Qu’écrire ? Au terme d’une semaine où l’Histoire s’écrit sous nos yeux sans que nous puissions en être complètement les acteurs, la sensation de vacuité des actes se pose plus que jamais. La sensation d’un isolement de chacun et toutes dans son désarroi et désespoir est puissante.
Comme si le « nous » du commun avait définitivement disparu. Comme si Zweig, celui du « Monde d’hier », avait encore raison : « Tout ce en quoi nous avions foi, tout ce à quoi nous avions cru, s’est effondré et gît en débris à nos pieds. »
Nos pieds. Pas mes pieds, pas les tiens, nos pieds. « Si tu peux voir détruit l’ouvrage de ta vie et sans dire un seul mot te mettre à rebâtir », écrit Kipling.
Rebâtir, évidemment. Obligatoire. Dire tout de même quelques mots qui viennent dans un flot.
A trop se regarder dans le miroir, on finit par le casser tellement ce qu’il renvoie ne correspond pas à l’idéal. Décider, donc, de casser le miroir. Non pas pour se voir plus beau, mais simplement pour passer ses nerfs.
A regarder les sorciers détruire les ouvrages et les miroirs d’une histoire, ressentir une profonde amertume, une colère sourde.
Voir aussi dans le miroir collectif les années de démission, les petits arrangements des uns et des autres au nom du confort personnel. Se dire que comme dans les couples, les durables et les éphémères, tout se perd quand on ne sait pas se parler, quand on ne sait pas s’écouter, quand on ne sait pas se dire que l’on s’aime et s’embrasser. Simplement. Tendrement. Parce que l’on ne sait pas de quoi demain sera fait.
Se dire tout cela. Et visualiser ce peuple, ce « nous » comme un couple à la dérive. Comme un couple qui ne se comprend plus. Comme un couple d’amants qui se sont aimés – puissamment – et qui tentent de se réinventer, sans jamais y parvenir vraiment. Ils s’agacent, ils s’aiment, ou pas. L’un et l’autre étant responsable. Du possible, comme de l’impossible. Et une question : quel chemin ? Pour eux, pour nous. Pour l’ensemble. S’embrasser à nouveau… La France est un amour. Celui que l’on doit chérir.

▶ [VOTRE CONSIGNE]:
Reproduisez tel quel le passage du texte source qui va de « A trop se regarder » jusqu'à « passer ses nerfs. » inclus.

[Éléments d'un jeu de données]

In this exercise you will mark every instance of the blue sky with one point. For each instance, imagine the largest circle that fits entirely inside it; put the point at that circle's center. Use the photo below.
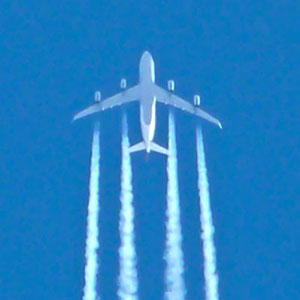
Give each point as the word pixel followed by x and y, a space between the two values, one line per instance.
pixel 242 57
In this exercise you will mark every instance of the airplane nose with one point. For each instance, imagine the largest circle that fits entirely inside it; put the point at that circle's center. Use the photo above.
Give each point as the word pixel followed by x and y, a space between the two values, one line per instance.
pixel 146 55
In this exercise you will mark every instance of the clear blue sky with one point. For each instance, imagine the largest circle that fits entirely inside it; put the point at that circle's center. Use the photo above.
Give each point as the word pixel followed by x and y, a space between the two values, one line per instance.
pixel 241 56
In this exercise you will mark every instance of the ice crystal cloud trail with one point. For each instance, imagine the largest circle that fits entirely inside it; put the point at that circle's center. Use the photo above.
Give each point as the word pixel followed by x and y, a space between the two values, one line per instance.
pixel 92 244
pixel 175 286
pixel 209 251
pixel 128 282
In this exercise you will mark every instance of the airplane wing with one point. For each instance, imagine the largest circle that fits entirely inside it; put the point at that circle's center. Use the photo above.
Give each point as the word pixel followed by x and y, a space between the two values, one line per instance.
pixel 168 98
pixel 125 96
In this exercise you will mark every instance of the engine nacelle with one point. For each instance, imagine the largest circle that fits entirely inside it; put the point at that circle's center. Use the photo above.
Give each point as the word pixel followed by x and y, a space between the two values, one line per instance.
pixel 171 85
pixel 197 100
pixel 123 84
pixel 98 96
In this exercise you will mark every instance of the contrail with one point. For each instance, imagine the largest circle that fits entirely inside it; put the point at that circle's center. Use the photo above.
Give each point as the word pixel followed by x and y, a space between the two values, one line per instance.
pixel 175 286
pixel 128 282
pixel 209 251
pixel 92 244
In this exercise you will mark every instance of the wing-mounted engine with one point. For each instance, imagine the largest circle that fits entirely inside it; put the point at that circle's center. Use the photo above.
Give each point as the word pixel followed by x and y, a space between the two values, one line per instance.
pixel 171 85
pixel 197 100
pixel 97 96
pixel 123 84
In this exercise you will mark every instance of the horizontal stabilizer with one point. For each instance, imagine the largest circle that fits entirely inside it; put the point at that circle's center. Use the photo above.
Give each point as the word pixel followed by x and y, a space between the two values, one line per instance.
pixel 137 147
pixel 156 148
pixel 153 147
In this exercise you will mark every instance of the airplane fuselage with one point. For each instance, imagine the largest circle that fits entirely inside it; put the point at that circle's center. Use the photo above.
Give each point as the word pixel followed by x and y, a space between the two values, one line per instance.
pixel 147 99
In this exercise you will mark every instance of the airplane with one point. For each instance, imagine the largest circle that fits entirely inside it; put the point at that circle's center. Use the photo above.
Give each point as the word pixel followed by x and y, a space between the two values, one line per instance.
pixel 147 92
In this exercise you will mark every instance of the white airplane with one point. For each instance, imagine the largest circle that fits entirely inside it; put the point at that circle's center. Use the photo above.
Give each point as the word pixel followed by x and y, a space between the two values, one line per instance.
pixel 147 93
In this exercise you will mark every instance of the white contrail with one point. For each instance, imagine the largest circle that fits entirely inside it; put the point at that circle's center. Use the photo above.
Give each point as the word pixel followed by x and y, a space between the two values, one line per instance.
pixel 209 251
pixel 128 282
pixel 175 286
pixel 92 244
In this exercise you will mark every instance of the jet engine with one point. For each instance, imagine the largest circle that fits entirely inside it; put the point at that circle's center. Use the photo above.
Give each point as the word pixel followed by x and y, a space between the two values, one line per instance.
pixel 97 96
pixel 123 84
pixel 171 85
pixel 197 100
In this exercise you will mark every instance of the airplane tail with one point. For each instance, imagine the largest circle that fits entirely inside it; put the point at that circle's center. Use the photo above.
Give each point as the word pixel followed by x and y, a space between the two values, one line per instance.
pixel 153 147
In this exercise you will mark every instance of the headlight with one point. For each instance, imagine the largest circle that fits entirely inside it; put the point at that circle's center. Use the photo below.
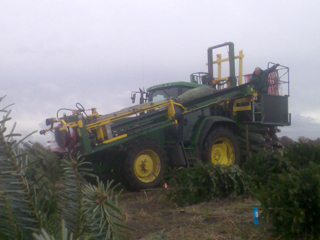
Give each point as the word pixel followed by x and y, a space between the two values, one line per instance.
pixel 50 121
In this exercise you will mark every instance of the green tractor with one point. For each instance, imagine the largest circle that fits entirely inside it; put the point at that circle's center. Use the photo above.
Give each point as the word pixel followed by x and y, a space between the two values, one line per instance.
pixel 210 118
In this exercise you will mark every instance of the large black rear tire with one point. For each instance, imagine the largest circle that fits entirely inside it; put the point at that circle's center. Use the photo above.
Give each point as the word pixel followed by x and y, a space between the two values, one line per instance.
pixel 143 165
pixel 221 147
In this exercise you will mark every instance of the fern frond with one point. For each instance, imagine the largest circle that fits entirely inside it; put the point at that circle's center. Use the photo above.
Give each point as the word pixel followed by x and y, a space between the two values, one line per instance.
pixel 71 205
pixel 102 211
pixel 17 213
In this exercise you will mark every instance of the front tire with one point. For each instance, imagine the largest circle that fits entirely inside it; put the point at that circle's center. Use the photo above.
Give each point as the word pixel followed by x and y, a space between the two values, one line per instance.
pixel 221 147
pixel 143 165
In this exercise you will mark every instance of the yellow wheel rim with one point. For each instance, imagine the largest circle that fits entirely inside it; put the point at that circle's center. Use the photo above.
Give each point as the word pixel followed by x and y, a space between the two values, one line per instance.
pixel 222 152
pixel 147 166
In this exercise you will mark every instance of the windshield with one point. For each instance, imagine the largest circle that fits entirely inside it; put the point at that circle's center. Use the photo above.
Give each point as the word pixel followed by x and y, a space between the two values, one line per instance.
pixel 163 94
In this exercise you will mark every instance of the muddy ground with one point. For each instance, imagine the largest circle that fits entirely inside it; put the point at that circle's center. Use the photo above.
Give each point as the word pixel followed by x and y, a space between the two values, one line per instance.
pixel 156 217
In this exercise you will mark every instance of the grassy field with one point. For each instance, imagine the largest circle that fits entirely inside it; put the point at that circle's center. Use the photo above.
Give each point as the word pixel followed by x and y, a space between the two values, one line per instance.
pixel 154 217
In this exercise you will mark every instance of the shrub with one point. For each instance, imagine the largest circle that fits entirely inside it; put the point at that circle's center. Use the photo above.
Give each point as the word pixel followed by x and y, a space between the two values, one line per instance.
pixel 291 202
pixel 301 154
pixel 37 190
pixel 205 182
pixel 261 167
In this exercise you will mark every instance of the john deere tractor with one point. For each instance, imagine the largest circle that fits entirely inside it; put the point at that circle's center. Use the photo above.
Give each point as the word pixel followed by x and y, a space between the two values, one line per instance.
pixel 211 118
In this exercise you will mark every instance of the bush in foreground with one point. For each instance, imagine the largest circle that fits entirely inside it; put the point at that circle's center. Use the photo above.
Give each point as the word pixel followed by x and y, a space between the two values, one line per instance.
pixel 205 182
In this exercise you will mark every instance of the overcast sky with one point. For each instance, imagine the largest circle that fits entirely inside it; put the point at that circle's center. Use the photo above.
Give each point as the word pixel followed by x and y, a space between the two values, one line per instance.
pixel 54 54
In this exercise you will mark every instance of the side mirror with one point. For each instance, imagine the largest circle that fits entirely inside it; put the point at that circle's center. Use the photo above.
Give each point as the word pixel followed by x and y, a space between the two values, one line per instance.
pixel 133 97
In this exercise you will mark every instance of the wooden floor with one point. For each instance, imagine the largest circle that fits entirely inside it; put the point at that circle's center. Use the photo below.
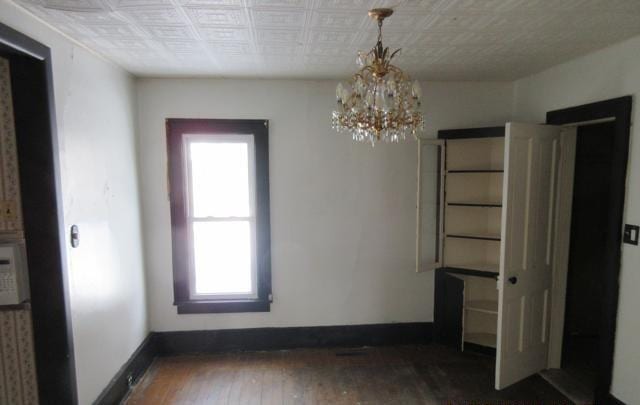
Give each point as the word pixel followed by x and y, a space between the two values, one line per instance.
pixel 429 374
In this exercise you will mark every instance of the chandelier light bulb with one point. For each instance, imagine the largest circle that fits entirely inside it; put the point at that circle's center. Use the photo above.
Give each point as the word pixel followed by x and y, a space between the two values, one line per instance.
pixel 380 103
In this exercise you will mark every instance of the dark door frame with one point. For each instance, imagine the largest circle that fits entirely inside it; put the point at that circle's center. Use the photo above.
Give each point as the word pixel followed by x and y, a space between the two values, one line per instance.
pixel 39 168
pixel 620 110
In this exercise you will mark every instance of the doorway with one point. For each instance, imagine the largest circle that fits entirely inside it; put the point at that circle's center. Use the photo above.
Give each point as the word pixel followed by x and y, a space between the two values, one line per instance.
pixel 588 249
pixel 587 259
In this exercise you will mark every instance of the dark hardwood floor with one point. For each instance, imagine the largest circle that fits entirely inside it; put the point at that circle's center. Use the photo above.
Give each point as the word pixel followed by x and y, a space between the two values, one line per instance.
pixel 430 374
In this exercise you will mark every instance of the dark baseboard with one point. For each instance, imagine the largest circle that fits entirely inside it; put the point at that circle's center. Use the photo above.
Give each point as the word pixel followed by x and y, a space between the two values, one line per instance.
pixel 226 340
pixel 611 400
pixel 135 367
pixel 215 341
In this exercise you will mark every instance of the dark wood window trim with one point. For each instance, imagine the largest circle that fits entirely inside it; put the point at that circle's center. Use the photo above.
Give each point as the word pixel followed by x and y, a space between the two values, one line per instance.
pixel 176 129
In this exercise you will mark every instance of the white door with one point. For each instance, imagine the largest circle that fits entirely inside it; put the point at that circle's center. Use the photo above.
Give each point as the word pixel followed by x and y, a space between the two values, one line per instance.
pixel 531 161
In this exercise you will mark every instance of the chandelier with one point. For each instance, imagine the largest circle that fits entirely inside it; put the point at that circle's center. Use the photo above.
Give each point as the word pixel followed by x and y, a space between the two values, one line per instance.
pixel 379 103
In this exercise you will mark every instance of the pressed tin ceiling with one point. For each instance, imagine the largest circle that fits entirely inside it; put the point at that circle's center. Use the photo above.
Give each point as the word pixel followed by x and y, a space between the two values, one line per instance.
pixel 441 39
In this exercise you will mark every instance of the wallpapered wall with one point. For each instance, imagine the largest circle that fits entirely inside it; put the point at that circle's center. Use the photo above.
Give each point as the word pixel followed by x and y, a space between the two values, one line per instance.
pixel 17 365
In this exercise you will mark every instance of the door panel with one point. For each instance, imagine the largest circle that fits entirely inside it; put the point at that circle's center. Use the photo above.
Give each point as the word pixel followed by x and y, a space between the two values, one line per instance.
pixel 531 156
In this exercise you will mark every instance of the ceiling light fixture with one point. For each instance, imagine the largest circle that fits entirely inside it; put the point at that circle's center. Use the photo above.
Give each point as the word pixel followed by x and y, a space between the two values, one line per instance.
pixel 380 103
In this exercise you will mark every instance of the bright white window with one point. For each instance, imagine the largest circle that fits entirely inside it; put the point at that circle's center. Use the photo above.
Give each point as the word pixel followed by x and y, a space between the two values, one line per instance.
pixel 220 180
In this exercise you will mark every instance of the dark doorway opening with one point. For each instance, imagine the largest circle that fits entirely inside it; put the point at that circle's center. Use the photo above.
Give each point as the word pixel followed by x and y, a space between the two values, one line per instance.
pixel 587 258
pixel 616 113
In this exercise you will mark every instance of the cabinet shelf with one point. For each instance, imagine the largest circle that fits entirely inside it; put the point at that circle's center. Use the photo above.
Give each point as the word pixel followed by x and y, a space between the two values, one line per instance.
pixel 482 339
pixel 480 269
pixel 470 171
pixel 494 238
pixel 474 204
pixel 484 306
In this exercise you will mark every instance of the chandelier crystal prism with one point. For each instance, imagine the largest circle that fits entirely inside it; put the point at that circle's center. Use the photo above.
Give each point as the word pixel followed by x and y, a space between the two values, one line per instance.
pixel 379 103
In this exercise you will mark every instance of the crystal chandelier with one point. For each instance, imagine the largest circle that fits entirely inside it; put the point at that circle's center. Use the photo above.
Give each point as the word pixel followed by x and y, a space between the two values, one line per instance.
pixel 379 103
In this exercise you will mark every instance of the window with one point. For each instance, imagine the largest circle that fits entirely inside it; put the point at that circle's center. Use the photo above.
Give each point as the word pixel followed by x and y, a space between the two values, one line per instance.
pixel 219 197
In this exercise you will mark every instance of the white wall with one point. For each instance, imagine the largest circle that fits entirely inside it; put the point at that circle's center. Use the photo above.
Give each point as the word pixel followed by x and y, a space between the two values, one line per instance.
pixel 342 214
pixel 608 73
pixel 95 114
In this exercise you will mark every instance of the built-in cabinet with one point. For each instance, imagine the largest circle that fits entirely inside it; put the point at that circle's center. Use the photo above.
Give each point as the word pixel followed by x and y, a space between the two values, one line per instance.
pixel 485 226
pixel 470 192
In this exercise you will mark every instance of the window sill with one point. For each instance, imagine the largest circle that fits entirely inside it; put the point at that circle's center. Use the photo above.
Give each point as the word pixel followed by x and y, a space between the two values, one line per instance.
pixel 217 307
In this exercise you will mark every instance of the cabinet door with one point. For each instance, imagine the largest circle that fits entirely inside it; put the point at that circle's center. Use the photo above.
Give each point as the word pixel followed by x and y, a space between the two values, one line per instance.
pixel 430 204
pixel 531 161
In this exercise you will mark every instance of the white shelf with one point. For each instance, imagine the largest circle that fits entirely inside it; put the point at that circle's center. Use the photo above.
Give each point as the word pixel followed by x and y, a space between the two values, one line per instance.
pixel 484 306
pixel 475 203
pixel 482 339
pixel 488 267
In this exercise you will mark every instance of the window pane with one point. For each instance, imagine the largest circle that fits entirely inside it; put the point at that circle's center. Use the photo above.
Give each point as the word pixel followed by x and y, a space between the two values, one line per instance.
pixel 222 257
pixel 220 179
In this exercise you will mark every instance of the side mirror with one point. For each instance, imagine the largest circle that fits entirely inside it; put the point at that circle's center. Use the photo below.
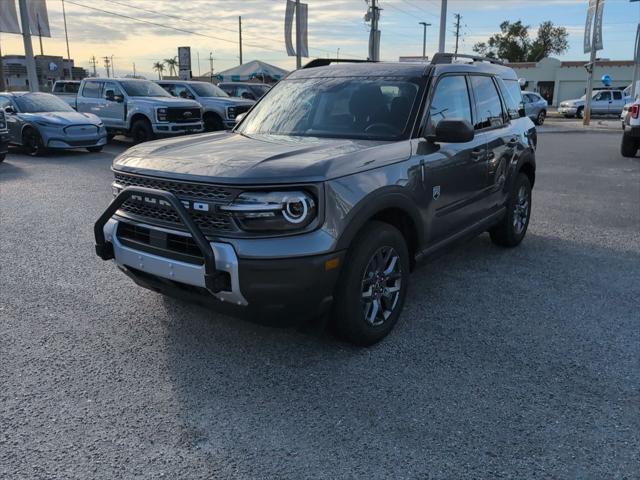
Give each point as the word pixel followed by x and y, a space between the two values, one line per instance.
pixel 453 130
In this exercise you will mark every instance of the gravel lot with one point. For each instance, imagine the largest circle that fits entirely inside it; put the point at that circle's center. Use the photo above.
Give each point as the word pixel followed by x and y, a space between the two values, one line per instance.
pixel 506 364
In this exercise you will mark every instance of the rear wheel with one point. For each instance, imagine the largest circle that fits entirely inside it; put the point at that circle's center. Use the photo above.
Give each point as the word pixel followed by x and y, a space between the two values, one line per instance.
pixel 373 285
pixel 213 123
pixel 512 229
pixel 141 131
pixel 629 146
pixel 32 143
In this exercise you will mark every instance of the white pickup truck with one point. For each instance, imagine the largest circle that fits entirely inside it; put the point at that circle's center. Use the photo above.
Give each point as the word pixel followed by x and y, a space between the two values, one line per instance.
pixel 138 108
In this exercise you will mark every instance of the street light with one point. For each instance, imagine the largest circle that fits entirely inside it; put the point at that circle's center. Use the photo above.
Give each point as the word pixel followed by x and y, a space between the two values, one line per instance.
pixel 424 39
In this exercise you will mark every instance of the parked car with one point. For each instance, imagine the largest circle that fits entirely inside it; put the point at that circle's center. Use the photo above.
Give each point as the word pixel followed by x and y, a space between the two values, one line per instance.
pixel 535 106
pixel 220 110
pixel 67 90
pixel 138 108
pixel 604 102
pixel 41 121
pixel 248 91
pixel 4 136
pixel 329 192
pixel 631 131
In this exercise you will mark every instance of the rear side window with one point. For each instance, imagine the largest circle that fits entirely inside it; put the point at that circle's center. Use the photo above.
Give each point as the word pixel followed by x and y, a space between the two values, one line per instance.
pixel 91 90
pixel 488 104
pixel 513 97
pixel 450 100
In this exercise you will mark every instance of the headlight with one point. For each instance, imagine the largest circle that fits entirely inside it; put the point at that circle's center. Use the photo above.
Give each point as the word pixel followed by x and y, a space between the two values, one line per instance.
pixel 273 211
pixel 161 113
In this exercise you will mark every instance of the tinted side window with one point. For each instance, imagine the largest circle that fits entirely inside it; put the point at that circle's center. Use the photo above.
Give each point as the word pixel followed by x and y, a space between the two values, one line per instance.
pixel 488 105
pixel 512 97
pixel 450 100
pixel 91 90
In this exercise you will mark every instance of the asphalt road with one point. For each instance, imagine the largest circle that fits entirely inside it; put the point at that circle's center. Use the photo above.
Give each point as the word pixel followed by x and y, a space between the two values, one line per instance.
pixel 511 364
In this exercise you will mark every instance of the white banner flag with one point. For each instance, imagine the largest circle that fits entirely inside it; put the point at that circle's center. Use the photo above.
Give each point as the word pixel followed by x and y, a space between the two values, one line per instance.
pixel 288 27
pixel 9 17
pixel 38 18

▶ [RÉPONSE COMPLÈTE]:
A trop se regarder dans le miroir, on finit par le casser tellement ce qu’il renvoie ne correspond pas à l’idéal. Décider, donc, de casser le miroir. Non pas pour se voir plus beau, mais simplement pour passer ses nerfs.